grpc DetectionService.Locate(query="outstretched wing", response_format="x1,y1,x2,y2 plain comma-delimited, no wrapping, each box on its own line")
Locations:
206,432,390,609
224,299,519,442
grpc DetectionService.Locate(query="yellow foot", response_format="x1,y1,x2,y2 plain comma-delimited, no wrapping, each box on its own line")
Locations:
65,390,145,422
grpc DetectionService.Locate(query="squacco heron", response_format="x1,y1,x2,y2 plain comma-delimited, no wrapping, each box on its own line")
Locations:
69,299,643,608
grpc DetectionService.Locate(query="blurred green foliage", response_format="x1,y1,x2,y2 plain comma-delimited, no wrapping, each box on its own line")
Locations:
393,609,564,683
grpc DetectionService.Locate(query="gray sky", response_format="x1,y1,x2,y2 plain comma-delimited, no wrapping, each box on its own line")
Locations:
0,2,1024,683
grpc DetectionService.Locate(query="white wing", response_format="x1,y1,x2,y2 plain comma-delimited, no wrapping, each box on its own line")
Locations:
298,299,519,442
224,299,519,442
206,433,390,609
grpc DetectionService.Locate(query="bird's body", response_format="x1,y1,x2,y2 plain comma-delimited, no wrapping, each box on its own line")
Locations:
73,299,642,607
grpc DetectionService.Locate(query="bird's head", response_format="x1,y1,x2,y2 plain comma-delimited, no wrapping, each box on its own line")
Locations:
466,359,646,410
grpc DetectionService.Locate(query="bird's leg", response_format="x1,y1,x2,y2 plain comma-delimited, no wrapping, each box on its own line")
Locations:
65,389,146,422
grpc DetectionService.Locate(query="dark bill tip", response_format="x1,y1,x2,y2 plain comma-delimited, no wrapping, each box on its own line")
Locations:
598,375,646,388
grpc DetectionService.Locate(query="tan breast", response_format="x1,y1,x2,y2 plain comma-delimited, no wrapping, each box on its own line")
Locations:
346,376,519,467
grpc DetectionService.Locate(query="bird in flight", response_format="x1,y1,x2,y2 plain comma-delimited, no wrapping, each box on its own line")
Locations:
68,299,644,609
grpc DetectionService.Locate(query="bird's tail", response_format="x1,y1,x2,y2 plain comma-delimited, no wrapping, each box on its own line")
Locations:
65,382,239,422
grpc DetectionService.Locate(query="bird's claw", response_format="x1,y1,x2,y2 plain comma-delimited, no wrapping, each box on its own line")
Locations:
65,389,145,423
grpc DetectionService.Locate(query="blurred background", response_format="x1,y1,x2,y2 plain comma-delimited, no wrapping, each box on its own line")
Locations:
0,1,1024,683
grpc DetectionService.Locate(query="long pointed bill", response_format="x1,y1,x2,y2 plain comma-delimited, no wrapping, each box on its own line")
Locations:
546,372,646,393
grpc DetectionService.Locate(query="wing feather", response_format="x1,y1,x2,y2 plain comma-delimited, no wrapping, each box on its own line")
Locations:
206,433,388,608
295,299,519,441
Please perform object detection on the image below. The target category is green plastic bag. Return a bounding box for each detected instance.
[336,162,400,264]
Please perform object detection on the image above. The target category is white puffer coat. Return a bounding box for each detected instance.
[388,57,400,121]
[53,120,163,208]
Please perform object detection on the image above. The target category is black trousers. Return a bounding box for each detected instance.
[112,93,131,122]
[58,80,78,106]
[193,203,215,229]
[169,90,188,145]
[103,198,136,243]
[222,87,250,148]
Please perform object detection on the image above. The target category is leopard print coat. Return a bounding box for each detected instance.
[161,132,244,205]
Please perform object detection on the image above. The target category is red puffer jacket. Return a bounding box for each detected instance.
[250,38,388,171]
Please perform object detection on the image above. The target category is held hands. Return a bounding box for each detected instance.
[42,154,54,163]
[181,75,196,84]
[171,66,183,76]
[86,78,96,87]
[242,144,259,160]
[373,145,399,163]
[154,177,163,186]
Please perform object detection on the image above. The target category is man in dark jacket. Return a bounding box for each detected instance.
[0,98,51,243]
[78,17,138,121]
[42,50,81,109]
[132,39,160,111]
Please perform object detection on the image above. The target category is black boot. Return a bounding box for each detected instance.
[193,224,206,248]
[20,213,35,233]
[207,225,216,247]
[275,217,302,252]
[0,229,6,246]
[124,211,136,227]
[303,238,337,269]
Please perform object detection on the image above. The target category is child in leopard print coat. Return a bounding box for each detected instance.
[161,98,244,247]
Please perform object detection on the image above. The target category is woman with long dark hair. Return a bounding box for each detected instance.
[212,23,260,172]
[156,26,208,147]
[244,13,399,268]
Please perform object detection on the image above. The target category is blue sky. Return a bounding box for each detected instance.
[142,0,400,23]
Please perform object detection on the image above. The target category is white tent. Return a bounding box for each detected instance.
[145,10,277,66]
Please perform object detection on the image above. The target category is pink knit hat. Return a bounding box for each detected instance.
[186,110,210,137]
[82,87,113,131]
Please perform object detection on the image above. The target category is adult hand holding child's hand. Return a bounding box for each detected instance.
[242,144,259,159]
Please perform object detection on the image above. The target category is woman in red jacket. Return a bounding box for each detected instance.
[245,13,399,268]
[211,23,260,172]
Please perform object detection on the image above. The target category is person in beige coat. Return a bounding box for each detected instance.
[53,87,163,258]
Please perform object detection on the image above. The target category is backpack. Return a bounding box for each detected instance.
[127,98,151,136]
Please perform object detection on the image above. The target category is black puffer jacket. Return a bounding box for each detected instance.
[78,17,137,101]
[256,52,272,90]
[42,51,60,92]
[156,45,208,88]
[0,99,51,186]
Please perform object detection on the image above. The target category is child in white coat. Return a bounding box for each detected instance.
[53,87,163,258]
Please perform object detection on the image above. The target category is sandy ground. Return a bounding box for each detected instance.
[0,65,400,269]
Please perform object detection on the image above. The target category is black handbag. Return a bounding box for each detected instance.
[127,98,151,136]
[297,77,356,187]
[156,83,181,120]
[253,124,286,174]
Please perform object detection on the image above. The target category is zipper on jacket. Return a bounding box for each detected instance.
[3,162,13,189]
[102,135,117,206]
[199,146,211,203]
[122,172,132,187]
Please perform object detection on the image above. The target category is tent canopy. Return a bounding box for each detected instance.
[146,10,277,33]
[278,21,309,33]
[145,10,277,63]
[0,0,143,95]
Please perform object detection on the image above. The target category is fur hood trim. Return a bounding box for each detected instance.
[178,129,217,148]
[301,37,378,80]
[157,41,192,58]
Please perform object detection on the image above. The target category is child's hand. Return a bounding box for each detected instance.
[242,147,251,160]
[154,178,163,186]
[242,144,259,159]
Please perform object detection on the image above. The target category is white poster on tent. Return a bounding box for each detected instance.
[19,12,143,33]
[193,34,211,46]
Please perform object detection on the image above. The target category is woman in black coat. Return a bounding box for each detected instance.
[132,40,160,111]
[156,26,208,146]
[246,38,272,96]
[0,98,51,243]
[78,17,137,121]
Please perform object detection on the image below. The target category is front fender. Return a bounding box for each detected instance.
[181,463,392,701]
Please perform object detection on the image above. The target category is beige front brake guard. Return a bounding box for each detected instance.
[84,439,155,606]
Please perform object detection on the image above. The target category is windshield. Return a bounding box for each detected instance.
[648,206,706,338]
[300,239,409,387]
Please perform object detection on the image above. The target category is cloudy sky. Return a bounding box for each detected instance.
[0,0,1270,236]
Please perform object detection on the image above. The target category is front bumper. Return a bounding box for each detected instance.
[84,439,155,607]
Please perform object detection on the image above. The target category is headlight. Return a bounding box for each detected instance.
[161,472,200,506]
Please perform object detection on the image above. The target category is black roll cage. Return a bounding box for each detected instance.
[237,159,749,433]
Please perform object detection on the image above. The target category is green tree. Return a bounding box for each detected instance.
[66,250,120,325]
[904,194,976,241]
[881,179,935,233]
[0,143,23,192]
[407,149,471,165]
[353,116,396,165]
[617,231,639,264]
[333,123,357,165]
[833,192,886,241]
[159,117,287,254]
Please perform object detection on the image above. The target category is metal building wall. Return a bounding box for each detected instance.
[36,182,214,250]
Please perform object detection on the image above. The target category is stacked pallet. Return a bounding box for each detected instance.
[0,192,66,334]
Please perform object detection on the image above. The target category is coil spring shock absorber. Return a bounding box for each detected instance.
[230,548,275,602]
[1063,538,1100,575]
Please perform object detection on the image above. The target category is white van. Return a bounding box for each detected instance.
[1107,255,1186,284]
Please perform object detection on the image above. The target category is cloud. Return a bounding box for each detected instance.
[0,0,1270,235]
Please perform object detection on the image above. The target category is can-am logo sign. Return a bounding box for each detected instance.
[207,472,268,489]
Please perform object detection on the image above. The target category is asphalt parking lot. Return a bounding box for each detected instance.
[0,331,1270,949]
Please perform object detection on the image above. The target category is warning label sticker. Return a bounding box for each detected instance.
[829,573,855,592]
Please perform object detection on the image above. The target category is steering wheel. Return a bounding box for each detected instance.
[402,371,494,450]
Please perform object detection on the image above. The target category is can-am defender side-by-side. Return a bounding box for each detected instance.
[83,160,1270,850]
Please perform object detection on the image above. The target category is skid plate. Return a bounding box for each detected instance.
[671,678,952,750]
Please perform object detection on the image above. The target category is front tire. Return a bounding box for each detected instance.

++++++

__Task instructions__.
Rewrite the listing from the line with "woman in red" to the line with "[0,99,51,186]", swapping "beige" for "tan" and changing nothing else.

__Answer__.
Please perform object detection on the image above. The target category is woman in red jacket. Return a bounding box for each detected instance.
[245,13,399,268]
[211,23,260,172]
Please perform object detection on the image above. The target category is person in tan coat. Return a bounding box for each detected instance.
[53,87,163,258]
Please perform object detection on the image above. The target category is backpack. Return a bounding box for each detected instance.
[127,98,151,136]
Please perform object detection on the image above. The target category is black puffer jacket. Return a bounding box for each detected instance.
[78,17,137,101]
[256,52,272,90]
[42,51,60,92]
[156,45,208,88]
[0,99,51,186]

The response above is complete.